**What you have to do**
Please transcribe all of the entries exactly, leaving out any images.

Saved entries:
----------
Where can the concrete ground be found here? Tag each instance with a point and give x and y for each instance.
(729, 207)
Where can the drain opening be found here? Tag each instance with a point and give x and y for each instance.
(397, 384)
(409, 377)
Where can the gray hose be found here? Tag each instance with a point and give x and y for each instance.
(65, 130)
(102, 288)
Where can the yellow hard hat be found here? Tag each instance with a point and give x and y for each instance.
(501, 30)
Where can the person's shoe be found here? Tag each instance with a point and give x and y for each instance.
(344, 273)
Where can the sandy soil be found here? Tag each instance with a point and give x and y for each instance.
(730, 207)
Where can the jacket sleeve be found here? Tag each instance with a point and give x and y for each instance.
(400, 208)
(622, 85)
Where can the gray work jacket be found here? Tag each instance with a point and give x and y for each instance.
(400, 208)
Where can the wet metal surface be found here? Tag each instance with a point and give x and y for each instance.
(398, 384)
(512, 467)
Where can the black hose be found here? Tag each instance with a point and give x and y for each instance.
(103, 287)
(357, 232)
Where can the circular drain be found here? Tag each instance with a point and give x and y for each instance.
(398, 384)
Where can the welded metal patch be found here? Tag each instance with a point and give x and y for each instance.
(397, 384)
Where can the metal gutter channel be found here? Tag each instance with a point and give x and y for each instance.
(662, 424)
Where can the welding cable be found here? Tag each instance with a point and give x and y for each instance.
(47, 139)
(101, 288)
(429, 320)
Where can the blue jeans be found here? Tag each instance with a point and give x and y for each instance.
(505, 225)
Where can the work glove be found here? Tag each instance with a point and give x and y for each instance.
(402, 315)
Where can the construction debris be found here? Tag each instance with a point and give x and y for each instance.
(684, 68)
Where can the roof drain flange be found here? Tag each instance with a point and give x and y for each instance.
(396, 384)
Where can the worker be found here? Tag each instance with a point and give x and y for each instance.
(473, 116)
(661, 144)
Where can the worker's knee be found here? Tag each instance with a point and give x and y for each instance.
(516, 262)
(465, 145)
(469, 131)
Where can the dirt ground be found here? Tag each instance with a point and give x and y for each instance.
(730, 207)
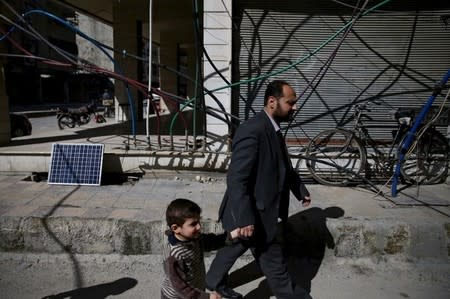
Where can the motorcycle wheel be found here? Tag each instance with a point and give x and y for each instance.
(66, 121)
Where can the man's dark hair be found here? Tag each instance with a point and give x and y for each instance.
(180, 209)
(274, 89)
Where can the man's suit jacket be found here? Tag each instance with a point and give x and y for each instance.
(258, 180)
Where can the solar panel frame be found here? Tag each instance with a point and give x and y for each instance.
(76, 164)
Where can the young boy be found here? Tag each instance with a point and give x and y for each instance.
(184, 267)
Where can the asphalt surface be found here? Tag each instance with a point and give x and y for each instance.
(119, 226)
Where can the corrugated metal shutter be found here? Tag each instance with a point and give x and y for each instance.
(393, 56)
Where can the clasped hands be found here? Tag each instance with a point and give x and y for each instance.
(242, 232)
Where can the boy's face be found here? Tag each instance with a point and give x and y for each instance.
(190, 229)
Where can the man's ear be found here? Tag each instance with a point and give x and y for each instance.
(174, 227)
(271, 102)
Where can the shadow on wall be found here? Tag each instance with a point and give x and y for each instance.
(99, 291)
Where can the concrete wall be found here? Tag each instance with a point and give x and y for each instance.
(4, 109)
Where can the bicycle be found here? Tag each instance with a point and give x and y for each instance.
(340, 156)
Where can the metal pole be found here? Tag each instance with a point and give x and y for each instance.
(147, 120)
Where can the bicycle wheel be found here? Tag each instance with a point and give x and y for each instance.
(427, 162)
(335, 157)
(66, 121)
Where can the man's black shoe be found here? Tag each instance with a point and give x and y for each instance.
(226, 292)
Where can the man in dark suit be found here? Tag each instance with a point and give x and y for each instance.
(256, 202)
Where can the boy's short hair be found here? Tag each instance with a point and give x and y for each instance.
(180, 209)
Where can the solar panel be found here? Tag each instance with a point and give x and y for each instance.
(76, 164)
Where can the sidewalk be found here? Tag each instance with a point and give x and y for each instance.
(129, 218)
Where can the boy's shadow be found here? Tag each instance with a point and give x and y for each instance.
(305, 240)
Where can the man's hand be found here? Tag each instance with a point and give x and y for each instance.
(242, 232)
(306, 201)
(214, 296)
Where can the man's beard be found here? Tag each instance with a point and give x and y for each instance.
(280, 117)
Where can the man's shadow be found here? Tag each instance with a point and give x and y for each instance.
(99, 291)
(305, 241)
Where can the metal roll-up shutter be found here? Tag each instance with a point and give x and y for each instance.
(394, 56)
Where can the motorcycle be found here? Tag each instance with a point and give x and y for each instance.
(70, 117)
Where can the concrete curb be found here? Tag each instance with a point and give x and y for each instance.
(351, 238)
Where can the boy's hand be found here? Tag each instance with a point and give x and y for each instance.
(235, 233)
(214, 296)
(306, 201)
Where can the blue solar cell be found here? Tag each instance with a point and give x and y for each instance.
(76, 164)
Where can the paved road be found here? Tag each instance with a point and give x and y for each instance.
(97, 276)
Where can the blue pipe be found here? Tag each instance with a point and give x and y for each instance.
(410, 135)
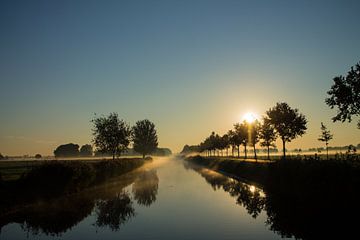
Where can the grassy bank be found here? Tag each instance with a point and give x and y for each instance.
(56, 178)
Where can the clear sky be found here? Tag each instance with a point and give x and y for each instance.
(191, 67)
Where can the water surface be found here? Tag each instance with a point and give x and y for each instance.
(167, 199)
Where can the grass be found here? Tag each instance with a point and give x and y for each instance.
(12, 170)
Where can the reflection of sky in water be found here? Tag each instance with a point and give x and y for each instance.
(180, 205)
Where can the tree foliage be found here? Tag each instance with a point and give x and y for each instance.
(288, 122)
(325, 136)
(144, 137)
(345, 95)
(111, 134)
(86, 150)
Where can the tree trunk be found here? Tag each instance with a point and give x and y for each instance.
(284, 157)
(327, 152)
(255, 152)
(245, 152)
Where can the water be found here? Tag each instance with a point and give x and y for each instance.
(168, 199)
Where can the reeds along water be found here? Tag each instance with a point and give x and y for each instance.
(111, 202)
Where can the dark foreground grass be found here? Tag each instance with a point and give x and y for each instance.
(58, 178)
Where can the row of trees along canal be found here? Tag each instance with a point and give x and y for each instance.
(287, 123)
(112, 136)
(280, 121)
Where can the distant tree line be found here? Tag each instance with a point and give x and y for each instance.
(112, 134)
(280, 121)
(132, 152)
(112, 137)
(72, 150)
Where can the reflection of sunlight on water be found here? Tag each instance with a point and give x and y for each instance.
(156, 162)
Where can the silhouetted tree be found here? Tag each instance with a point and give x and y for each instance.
(67, 150)
(237, 137)
(345, 95)
(111, 134)
(144, 137)
(254, 130)
(232, 141)
(226, 143)
(267, 134)
(325, 136)
(288, 122)
(86, 150)
(242, 133)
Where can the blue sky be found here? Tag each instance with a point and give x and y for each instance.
(189, 66)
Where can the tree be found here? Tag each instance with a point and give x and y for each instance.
(253, 138)
(67, 150)
(144, 137)
(267, 134)
(242, 135)
(325, 136)
(86, 150)
(111, 134)
(226, 143)
(288, 122)
(345, 95)
(233, 141)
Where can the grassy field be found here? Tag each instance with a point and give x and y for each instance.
(12, 169)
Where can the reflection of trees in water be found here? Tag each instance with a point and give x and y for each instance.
(314, 207)
(145, 188)
(53, 218)
(114, 212)
(251, 198)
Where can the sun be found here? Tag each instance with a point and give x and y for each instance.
(249, 117)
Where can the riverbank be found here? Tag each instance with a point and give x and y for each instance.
(60, 178)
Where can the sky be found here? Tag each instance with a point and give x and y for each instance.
(191, 67)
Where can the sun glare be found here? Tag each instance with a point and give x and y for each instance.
(249, 117)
----------
**Answer for the task**
Where can the concrete ground be found here? Tag each instance with a point and give x and y for each instance.
(729, 207)
Where can the drain opening be found here? Tag each instance with a point and give x and y for each instance.
(397, 384)
(409, 377)
Where can the gray hose be found here? Tag each instance with a point and give x and y for each instance.
(65, 130)
(102, 288)
Where can the yellow hard hat be found here? Tag each instance with a point and give x and y for each instance.
(501, 30)
Where can the person's shoe be found here? Tag each instance with a point and give x and y for each instance.
(344, 273)
Where can the sandy soil be found here? Tag each instance with a point and give x and y for each instance.
(730, 207)
Where can the jacket sleeve be found here? Tag each instance with a point and give x and y for each instance.
(400, 208)
(622, 85)
Where can the gray work jacket be found here? Tag each instance with a point and give x and y for each instance.
(400, 208)
Where can the wet metal surface be found here? Tag each instance with a point and give x and y for each instance.
(398, 384)
(512, 467)
Where can the black hose be found here? Tag each instance with a point and give x and y for each instance.
(103, 287)
(357, 232)
Where can the circular drain be found here? Tag each instance with a point and give x and y for each instance.
(398, 384)
Where can the welded metal patch be found here? Tag each instance with a point and give x and y for each instance.
(397, 384)
Where can the metal gutter channel be found here? Tag each instance with a point and give x and y for each instance.
(662, 424)
Where can the welding cable be found here? Tag each instance with a point and give x and y for each instance.
(47, 139)
(101, 288)
(429, 320)
Where can the blue jeans be found here? Tag each instance with a point and give x and y for each instance.
(505, 225)
Where can the work glove be found here? Tag each instance with a point and give x and y for each instance.
(402, 315)
Where can the construction debris be found here? Tag each instance with a point and give x and y for each instance.
(684, 68)
Where can the roof drain flange be found here? Tag each instance with a point and give x and y for each instance.
(396, 384)
Where can the worker be found here? Tag each instance with a point and give x and y for each instance.
(473, 116)
(661, 144)
Where can the worker's knee be found here? Tag each instance with a point and give x and y for each instance.
(516, 262)
(465, 145)
(469, 131)
Where can the dirt ground be found here? Tag each instance with a point and give x and y for each instance.
(730, 207)
Where can the motorcycle wheel be found here? Tag each instance with a point and give x and y for each instance.
(66, 121)
Where can the man's dark hair be found here? Tag each instance with a point and give x and y for each instance.
(180, 209)
(274, 89)
Where can the man's suit jacket be found here? Tag each instance with a point and give x and y for each instance.
(258, 180)
Where can the solar panel frame be found here? Tag each instance with a point and give x and y for each instance.
(76, 164)
Where can the young boy be found here? Tag each instance with a point and give x and y for each instance.
(184, 267)
Where can the asphalt surface be found here? Tag each instance with a point and give x and y for each instance.
(119, 226)
Where can the corrugated metal shutter be found here? Tag each instance with a point and give x and y for each instance.
(393, 56)
Where can the clasped hands be found here? Tag each instance with a point and give x and y for each instance.
(242, 232)
Where can the boy's face be found here? Tag each instance with a point and give x and y for each instance.
(190, 229)
Where can the man's ear be found here? Tag each instance with a point and give x and y for each instance.
(174, 227)
(271, 102)
Where can the shadow on wall be found here? Tag each instance with a point and give x and y for each instance.
(99, 291)
Where can the concrete wall be found here? Tag each instance with a point and give x and y for each instance.
(4, 109)
Where can the bicycle be found here? Tag each instance with a point and give x and y for each instance.
(340, 156)
Where can the metal pole be found here? Tag each instance with a point and give x and y for each instance.
(147, 120)
Where can the bicycle wheel be found here? Tag each instance with a point and give x and y for each instance.
(427, 162)
(335, 157)
(66, 121)
Where can the man's black shoe be found here? Tag each instance with a point and give x and y for each instance.
(226, 292)
Where can the man in dark suit be found here? Tag each instance with a point and give x and y for each instance.
(256, 202)
Where can the boy's short hair be found here? Tag each instance with a point and give x and y for each instance.
(180, 209)
Where can the solar panel be found here? Tag each instance with a point and give x and y for each instance.
(76, 164)
Where can the sidewalk be found here? Tag each instance with a point and give x and y for each instance.
(129, 218)
Where can the boy's shadow be found here? Tag each instance with a point and give x and y for each instance.
(305, 240)
Where can the man's hand be found here? Tag each instance with a point and give x and y for each instance.
(242, 232)
(306, 201)
(214, 296)
Where can the man's beard be found here? Tag each instance with a point and give x and y for each instance.
(280, 117)
Where can the man's shadow be found here? Tag each instance with a point and give x and y for each instance.
(99, 291)
(305, 241)
Where can the metal roll-up shutter be found here? Tag each instance with a point and give x and y for each instance.
(394, 56)
Where can the motorcycle be found here? Tag each instance with a point and give x and y for each instance.
(70, 117)
Where can the concrete curb be found here? Tag each instance with a point and give x and y for each instance.
(351, 238)
Where can the boy's hand be found here? Tag each instance with a point and give x and y for each instance.
(235, 233)
(214, 296)
(306, 201)
Where can the blue solar cell be found here? Tag each instance with a point and give x and y for each instance.
(76, 164)
Where can the paved road be found here? Tag each instance with a point and give x and y for each instance.
(97, 276)
Where can the blue pipe be found here? Tag each instance with a point and give x and y for each instance.
(410, 135)
Where can the grassy bank be found here? Tag each instance with a point and give x and y for each instance.
(56, 178)
Where can the clear sky be found here? Tag each instance with a point and give x and y for each instance.
(191, 67)
Where can the water surface be found here? Tag each instance with a point and give x and y for each instance.
(167, 199)
Where can the grass be found here? Tag each instance with a point and give x and y for each instance.
(12, 170)
Where can the reflection of sky in water be found here? Tag each instance with a point and give x and y for each instance.
(180, 205)
Where can the tree foliage be found here? Tag each instance with a point and give x and y for each instance.
(288, 122)
(325, 136)
(144, 137)
(345, 95)
(111, 134)
(86, 150)
Where can the tree trunk be found here? Tag each instance with a point and give x and y for each instance.
(284, 157)
(327, 152)
(255, 152)
(245, 152)
Where can the water be found here? Tag each instance with a point and give x and y for each instance.
(168, 199)
Where can the reeds along water be found here? Tag each instance with a point and give x and y for each instance.
(111, 202)
Where can the dark foreground grass be found here? Tag each instance with a point and give x and y for each instance.
(58, 178)
Where can the row of trees along canal be found here? Tag each instance with a point and give x and y for each instance.
(287, 123)
(112, 136)
(280, 121)
Where can the distant tree line be found here? Tag each instance with a point and give x and y for each instance.
(112, 134)
(280, 121)
(132, 152)
(112, 137)
(72, 150)
Where can the reflection of sunlight on water be found here? Tag each instance with a point and give x and y for each instance.
(156, 162)
Where can the silhouetted tree be found here? Tag each instance with a point and give x and y for each instance.
(67, 150)
(237, 137)
(345, 95)
(111, 134)
(144, 137)
(254, 130)
(232, 141)
(226, 143)
(267, 134)
(325, 136)
(288, 122)
(86, 150)
(242, 133)
Where can the blue sky be found here? Tag each instance with a point and give x and y for each instance.
(189, 66)
Where can the tree be found here? Tag each instance with a point and give x and y for each instance.
(253, 138)
(67, 150)
(144, 137)
(267, 134)
(242, 135)
(325, 136)
(86, 150)
(111, 134)
(226, 143)
(288, 122)
(345, 95)
(233, 141)
Where can the grassy field be found here? Tag each instance with a point and give x and y for each instance.
(12, 169)
Where can the reflection of trees in water be found here? Tag each instance with a point and give x and y for each instance.
(314, 207)
(145, 188)
(53, 218)
(114, 212)
(251, 198)
Where can the sun be found here? Tag each instance with a point and give x and y for each instance.
(249, 117)
Where can the riverbank be found here? Tag each instance with a point and give x and y for each instance.
(60, 178)
Where can the sky be found here? Tag each instance with a point and give x and y for each instance.
(191, 67)
Where can the sun glare be found here? Tag each instance with a point and give x and y for each instance.
(249, 117)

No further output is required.